# Document segment
Research

My research interests all focus, in one way or another, on using computational methods to model and understand the complexity of language and speech, and the amazing process of obtaining usable linguistic information in the face of incredible variation and noise among people, groups, situations, and languages.

Research interests in Phonetics and Speech Perception

As a Phonetician, my primary focus is on this complexity in speech and speech perception, using a strongly computational approach and set of methods.

I’m particularly interested in speech perception and speaker normalization, and computational modeling and measurement of human speech. Much of my work has focused on the subtle acoustical cues, features, and processes that we use to identify subtle distinctions among sounds and words, even in the face of extreme variability and interference.

For instance, my Doctoral Dissertation focused on the acoustical complexity of one particular phenomenon: vowel nasality. My goal was to use statistics, machine learning, signal processing, and human perceptual experiments to better understand vowel nasality in language by discovering not just what parts of the signal change in oral vs. nasal vowels, but which parts of the signal are actually used by listeners to perceive differences in nasality. To read the full abstract or download a copy, go to my publications page.

I’m also very interested in further exploring the use of machine learning to simulate perceptual processes of speech and hearing, alongside conventional articulatory and perceptual methods. These methods can provide information and generate testable hypotheses about measurement, perceptual cues, and the perceptibility of speech in the face of noise and variation. Given that machine learning shows such considerable promise in addressing both phonetic and phonological factors in speech, I intend to continue with this computational approach to phonetics throughout my research career.

Stored data entries
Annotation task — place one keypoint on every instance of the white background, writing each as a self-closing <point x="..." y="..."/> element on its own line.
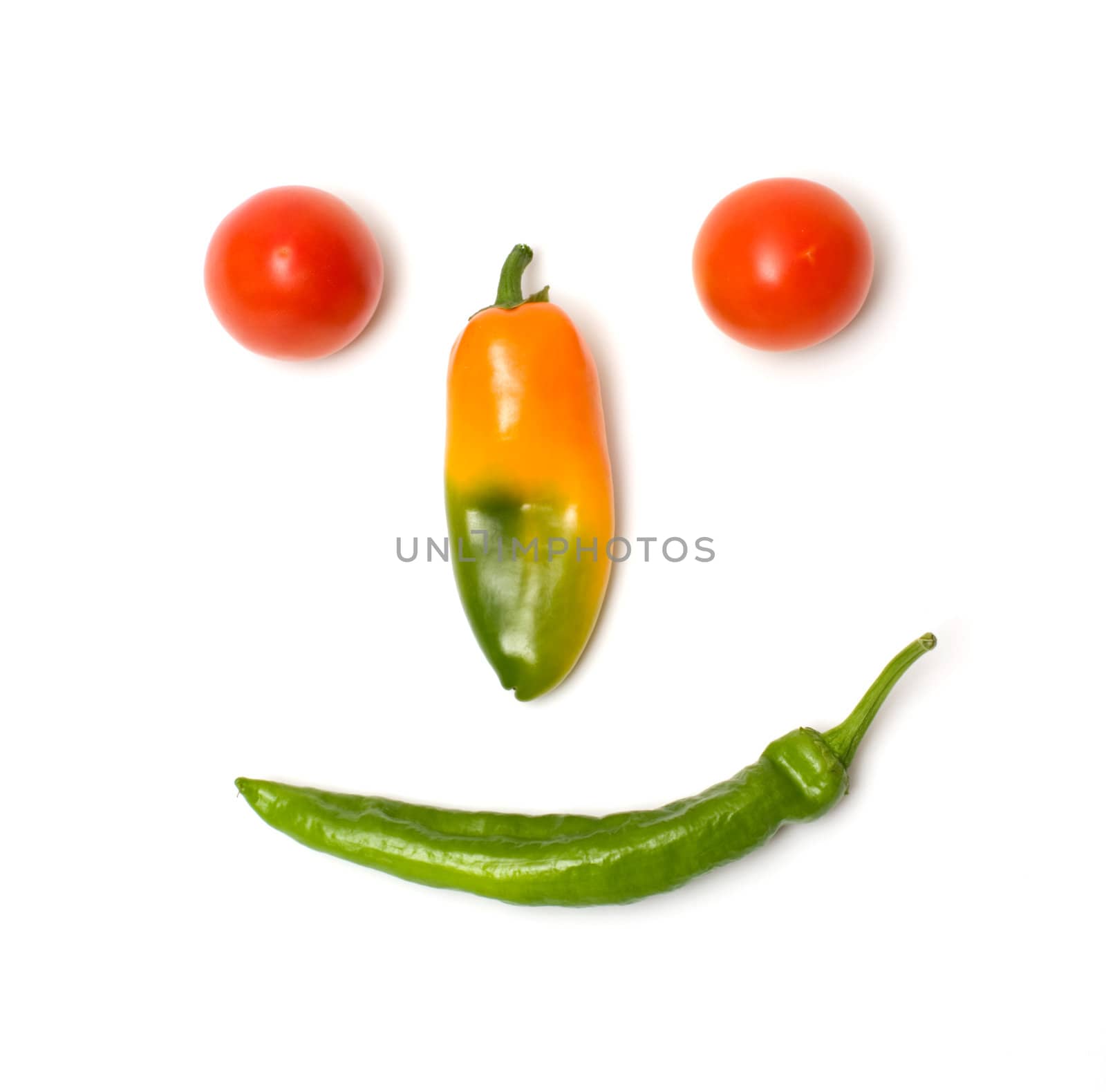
<point x="198" y="548"/>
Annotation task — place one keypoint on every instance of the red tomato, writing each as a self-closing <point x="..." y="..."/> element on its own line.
<point x="782" y="263"/>
<point x="293" y="273"/>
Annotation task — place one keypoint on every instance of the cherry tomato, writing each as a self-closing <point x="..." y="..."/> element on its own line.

# Exercise requirements
A: Reproduce the stretch of the research page from "For instance, my" through "my publications page." word for word.
B: In one to three sentences, explain why, according to the research page, the writer intends to keep a computational approach to phonetics throughout a research career.

# Answers for the exercise
A:
For instance, my Doctoral Dissertation focused on the acoustical complexity of one particular phenomenon: vowel nasality. My goal was to use statistics, machine learning, signal processing, and human perceptual experiments to better understand vowel nasality in language by discovering not just what parts of the signal change in oral vs. nasal vowels, but which parts of the signal are actually used by listeners to perceive differences in nasality. To read the full abstract or download a copy, go to my publications page.

B: The writer plans to continue with this approach because machine learning shows considerable promise in addressing both phonetic and phonological factors in speech.